§ EXERCISE GOAL:
Once every line in the data below has been checked for "loaf", give the number of lines that hold it, and only that.

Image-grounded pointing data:
§
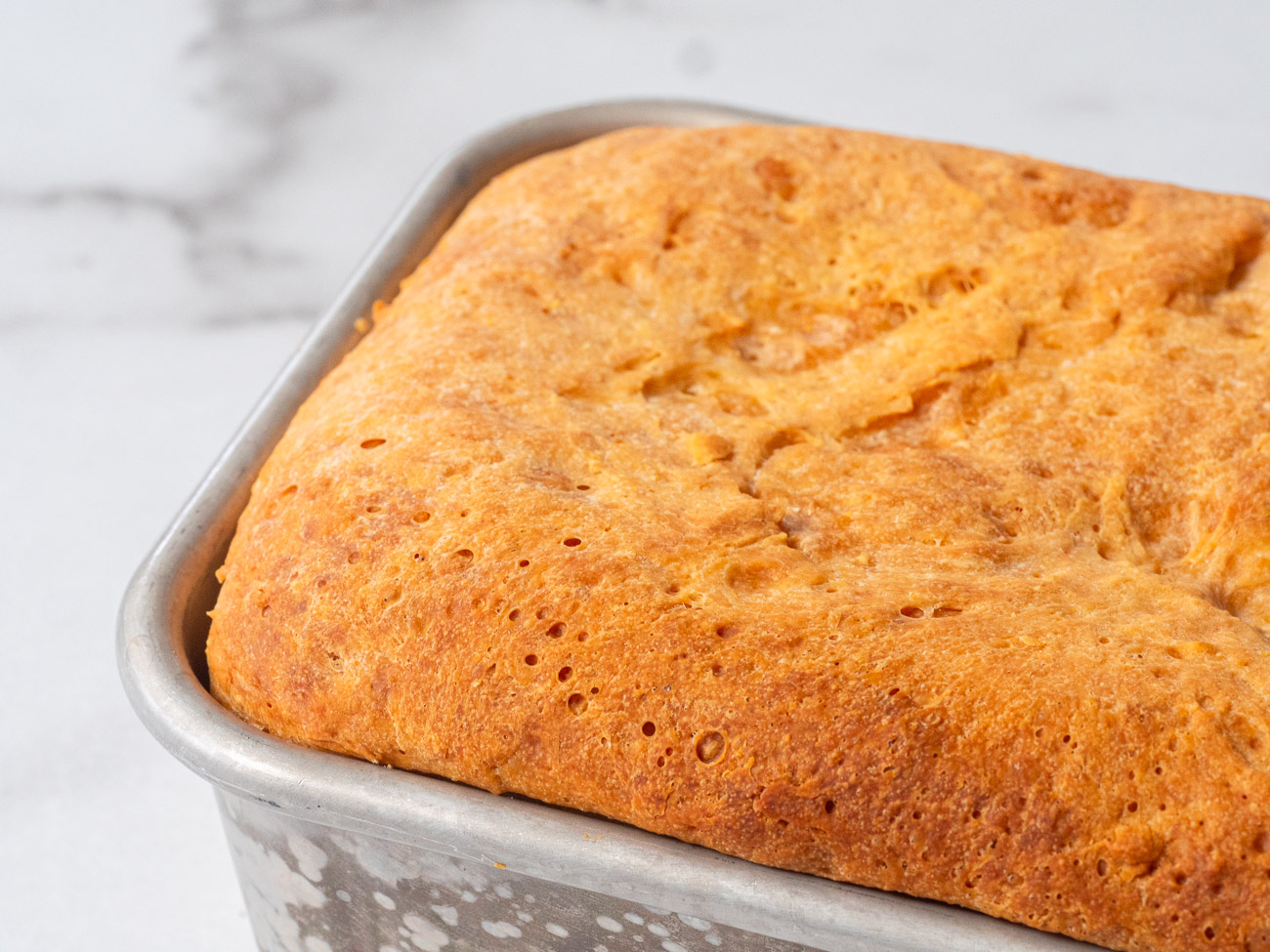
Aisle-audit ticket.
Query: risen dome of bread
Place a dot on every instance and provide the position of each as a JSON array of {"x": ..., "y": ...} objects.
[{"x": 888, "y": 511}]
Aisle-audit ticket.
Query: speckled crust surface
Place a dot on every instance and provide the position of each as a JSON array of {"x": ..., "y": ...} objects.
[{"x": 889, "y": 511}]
§
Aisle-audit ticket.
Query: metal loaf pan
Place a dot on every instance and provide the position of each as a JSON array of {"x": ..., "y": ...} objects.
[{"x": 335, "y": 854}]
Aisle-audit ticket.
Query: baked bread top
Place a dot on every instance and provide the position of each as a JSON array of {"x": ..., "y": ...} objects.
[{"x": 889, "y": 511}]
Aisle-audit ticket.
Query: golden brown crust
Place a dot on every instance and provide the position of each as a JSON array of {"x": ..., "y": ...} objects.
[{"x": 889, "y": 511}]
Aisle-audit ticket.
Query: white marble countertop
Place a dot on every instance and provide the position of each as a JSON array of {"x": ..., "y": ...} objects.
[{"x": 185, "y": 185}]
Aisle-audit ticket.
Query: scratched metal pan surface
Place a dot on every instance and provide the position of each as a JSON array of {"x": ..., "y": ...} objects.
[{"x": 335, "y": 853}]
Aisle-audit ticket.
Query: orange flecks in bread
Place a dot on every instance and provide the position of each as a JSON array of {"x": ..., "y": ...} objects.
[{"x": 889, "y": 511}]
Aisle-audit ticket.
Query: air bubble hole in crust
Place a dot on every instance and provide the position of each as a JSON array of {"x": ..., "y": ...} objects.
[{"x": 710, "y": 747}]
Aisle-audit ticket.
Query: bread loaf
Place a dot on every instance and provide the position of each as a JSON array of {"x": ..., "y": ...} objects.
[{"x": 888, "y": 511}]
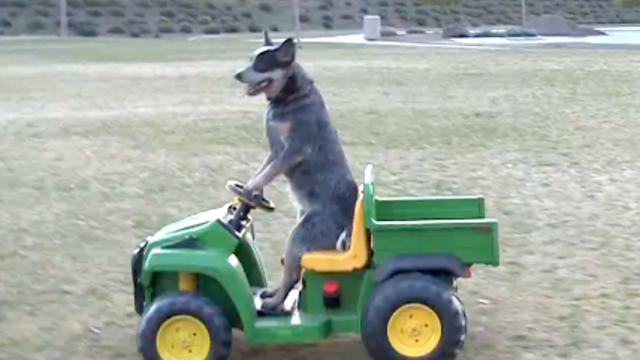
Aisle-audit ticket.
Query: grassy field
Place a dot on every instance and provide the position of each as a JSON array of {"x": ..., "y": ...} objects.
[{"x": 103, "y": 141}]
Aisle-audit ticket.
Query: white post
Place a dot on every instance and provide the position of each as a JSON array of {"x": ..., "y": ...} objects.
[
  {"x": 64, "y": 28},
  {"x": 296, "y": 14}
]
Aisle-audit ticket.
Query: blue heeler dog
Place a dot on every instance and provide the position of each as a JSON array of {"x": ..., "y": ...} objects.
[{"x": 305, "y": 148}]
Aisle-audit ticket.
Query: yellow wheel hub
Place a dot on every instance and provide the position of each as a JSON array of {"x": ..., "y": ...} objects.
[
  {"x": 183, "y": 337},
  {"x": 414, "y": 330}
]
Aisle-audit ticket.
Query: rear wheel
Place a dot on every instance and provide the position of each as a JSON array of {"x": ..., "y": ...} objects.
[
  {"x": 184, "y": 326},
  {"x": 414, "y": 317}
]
§
§ EXERCISE SOLUTION:
2